Please reproduce the records below, changing every "Shot-chart prep" to "Labeling pass" and keeping everything else the same.

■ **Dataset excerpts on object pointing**

============

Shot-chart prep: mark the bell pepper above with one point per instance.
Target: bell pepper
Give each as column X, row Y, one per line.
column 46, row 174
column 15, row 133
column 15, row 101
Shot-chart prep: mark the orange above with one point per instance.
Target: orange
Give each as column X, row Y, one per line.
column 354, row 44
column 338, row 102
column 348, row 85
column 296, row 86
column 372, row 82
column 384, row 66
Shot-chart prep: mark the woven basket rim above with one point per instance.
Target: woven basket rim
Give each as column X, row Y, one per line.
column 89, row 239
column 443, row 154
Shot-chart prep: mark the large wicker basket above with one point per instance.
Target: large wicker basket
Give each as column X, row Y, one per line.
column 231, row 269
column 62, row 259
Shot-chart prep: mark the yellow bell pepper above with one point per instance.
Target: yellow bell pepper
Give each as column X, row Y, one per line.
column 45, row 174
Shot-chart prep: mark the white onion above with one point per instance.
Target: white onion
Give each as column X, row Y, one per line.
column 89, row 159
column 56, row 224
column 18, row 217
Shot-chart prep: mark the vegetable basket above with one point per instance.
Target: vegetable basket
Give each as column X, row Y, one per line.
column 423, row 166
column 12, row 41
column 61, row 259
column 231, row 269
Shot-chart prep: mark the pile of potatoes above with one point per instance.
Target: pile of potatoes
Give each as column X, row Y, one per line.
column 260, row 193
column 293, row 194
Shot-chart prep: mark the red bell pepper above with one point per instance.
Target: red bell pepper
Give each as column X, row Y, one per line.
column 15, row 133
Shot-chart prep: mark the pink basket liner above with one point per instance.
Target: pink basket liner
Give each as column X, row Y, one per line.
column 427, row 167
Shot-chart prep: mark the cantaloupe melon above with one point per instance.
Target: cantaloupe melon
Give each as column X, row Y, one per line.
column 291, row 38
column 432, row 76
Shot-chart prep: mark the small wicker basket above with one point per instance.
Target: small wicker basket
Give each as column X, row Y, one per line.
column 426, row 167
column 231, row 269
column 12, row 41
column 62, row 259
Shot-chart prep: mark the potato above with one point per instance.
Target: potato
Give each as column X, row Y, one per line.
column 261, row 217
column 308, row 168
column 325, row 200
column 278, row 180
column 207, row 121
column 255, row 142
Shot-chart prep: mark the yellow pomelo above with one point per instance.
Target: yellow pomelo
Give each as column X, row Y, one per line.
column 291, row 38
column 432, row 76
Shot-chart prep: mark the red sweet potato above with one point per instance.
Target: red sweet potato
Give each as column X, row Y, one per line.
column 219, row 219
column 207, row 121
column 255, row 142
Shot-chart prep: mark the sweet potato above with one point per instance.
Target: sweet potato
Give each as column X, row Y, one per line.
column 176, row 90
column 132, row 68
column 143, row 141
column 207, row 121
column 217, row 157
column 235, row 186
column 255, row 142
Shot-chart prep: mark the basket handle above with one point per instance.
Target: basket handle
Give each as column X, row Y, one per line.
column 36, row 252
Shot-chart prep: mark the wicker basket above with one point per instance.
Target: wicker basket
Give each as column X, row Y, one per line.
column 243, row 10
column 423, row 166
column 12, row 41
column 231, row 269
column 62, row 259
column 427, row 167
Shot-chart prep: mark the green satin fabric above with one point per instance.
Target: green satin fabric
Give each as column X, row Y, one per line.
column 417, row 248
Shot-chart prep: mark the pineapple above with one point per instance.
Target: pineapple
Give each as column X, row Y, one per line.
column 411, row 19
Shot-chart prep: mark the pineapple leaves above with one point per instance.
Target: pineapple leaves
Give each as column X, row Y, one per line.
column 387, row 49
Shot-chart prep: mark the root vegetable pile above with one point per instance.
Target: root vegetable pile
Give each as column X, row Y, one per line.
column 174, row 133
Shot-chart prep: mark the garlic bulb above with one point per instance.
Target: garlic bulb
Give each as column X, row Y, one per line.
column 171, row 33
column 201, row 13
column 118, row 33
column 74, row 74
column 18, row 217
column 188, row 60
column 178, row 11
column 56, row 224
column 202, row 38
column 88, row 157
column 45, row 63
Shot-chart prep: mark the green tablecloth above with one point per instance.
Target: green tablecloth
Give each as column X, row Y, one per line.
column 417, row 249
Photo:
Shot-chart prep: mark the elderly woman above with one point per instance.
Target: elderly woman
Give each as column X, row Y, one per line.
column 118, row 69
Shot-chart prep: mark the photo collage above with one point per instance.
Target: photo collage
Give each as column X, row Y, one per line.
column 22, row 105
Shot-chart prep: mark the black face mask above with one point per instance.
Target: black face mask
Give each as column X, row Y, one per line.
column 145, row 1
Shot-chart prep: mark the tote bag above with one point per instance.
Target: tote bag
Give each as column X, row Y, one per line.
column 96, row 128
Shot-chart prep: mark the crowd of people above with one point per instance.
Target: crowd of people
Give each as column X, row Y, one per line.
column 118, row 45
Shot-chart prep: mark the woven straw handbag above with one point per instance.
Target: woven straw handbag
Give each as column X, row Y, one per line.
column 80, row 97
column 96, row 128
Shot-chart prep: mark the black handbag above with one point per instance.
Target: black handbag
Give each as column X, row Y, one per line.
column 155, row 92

============

■ **WRITTEN RESPONSE**
Labeling pass: mark the bell pepper above with one point per instance.
Target: bell pepper
Give each as column X, row Y, one per line.
column 46, row 174
column 15, row 133
column 15, row 101
Labeling pass: mark the orange above with one point per instance.
Target: orange
Give each as column X, row Y, one per line.
column 354, row 44
column 338, row 102
column 348, row 85
column 296, row 86
column 372, row 82
column 384, row 66
Labeling pass: mark the woven basket rim above with one point per instance.
Target: woven basket rim
Give each as column X, row Y, one per line.
column 89, row 239
column 443, row 154
Labeling pass: mark the large wicker basket above with one point per instance.
Target: large wicker basket
Give each as column X, row Y, one per line.
column 231, row 269
column 62, row 259
Labeling pass: mark the yellow bell pepper above with one point per instance.
Target: yellow bell pepper
Give each as column X, row Y, one per line.
column 45, row 174
Labeling pass: mark the white onion above with one point per instance.
Target: white onion
Give each as column X, row Y, one per line.
column 89, row 159
column 56, row 224
column 18, row 217
Labeling pass: mark the vegetable basket above with one point per instance.
Target: vegetable basket
Give each as column X, row Y, one per line.
column 423, row 166
column 12, row 41
column 61, row 259
column 231, row 269
Labeling pass: mark the pile of potatoes above with one point per instance.
Target: pile of potatoes
Give each as column X, row Y, one per line.
column 260, row 193
column 293, row 194
Labeling pass: mark the red bell pepper above with one point per instance.
Target: red bell pepper
Give each as column X, row Y, one per line.
column 15, row 133
Labeling pass: mark the pink basket liner above with one point per instance.
Target: pink basket liner
Give each as column X, row Y, one per line.
column 427, row 167
Labeling pass: mark the cantaloupe melon above with one point per instance.
Target: cantaloupe melon
Give each as column X, row Y, one per line.
column 291, row 38
column 432, row 76
Labeling pass: mark the small wicker basket above with one point per instance.
Target: small wicker basket
Give each as column X, row Y, one per line.
column 426, row 167
column 231, row 269
column 12, row 41
column 62, row 259
Labeling pass: mark the potato above with one point per instance.
Target: potato
Give each as column X, row Y, one per line.
column 261, row 217
column 308, row 168
column 325, row 200
column 278, row 180
column 207, row 121
column 255, row 142
Labeling pass: mark the yellow pomelo above with one point per instance.
Target: yellow pomelo
Give each as column X, row Y, one per line.
column 291, row 38
column 432, row 76
Labeling pass: mark the red sweet potato above with one point per instance.
Target: red sweet potato
Give each as column X, row Y, one per line.
column 219, row 219
column 207, row 121
column 255, row 142
Labeling pass: mark the sweet potato above with one point per instance.
Target: sweet potato
Give each as column X, row Y, one per line.
column 176, row 90
column 132, row 68
column 143, row 141
column 207, row 121
column 217, row 157
column 235, row 186
column 255, row 142
Labeling pass: mark the basket handle above with one point per instance.
Target: basket handle
Give each as column X, row Y, one per line.
column 36, row 252
Labeling pass: mark the wicker basket above with one point per instance.
Target: wicker basket
Give each as column X, row Y, one per line.
column 243, row 10
column 423, row 166
column 12, row 41
column 231, row 269
column 62, row 259
column 427, row 167
Labeling pass: mark the green satin fabric above with one point per instance.
Target: green satin fabric
Give each as column X, row Y, one per line.
column 417, row 248
Labeling pass: mark the pineapple above with one point per instance.
Target: pineapple
Give each as column X, row Y, one per line.
column 411, row 19
Labeling pass: mark the pineapple leaves above with one point per instance.
Target: pineapple leaves
Give each as column X, row Y, one per line.
column 387, row 49
Labeling pass: mark the root vegetable pile above with one point per instance.
Target: root vegetable pile
Give each as column X, row Y, one per line.
column 174, row 133
Labeling pass: mark the garlic bulb above with one point per instance.
Target: garlic bulb
Give each as column X, row Y, one per line.
column 171, row 33
column 201, row 13
column 118, row 33
column 74, row 74
column 18, row 217
column 188, row 60
column 178, row 11
column 56, row 224
column 202, row 38
column 88, row 157
column 45, row 63
Labeling pass: mark the green tablecloth above with one point per instance.
Target: green tablecloth
Give each as column X, row Y, one per line.
column 417, row 249
Photo:
Labeling pass: mark the elderly woman above with one point per instance.
Target: elderly woman
Give each as column X, row Y, one per line.
column 118, row 69
Labeling pass: mark the photo collage above with one point per instance.
Target: photo collage
Give each as column X, row Y, one per line.
column 22, row 105
Labeling pass: mark the black face mask above with one point per instance.
Target: black face mask
Give each as column X, row Y, one per line.
column 145, row 1
Labeling pass: mark the tote bag above with one point per instance.
Target: tote bag
Give each as column X, row Y, one per line.
column 96, row 128
Labeling pass: mark the crowd of people above with one point per instance.
Target: crowd of people
Give each as column X, row Y, one per line.
column 118, row 45
Labeling pass: mark the woven straw handbag above with one point per instance.
Target: woven straw handbag
Give each as column X, row Y, one per line.
column 80, row 97
column 96, row 128
Labeling pass: mark the black handbag above with one point per instance.
Target: black handbag
Give each as column X, row Y, one per line.
column 155, row 92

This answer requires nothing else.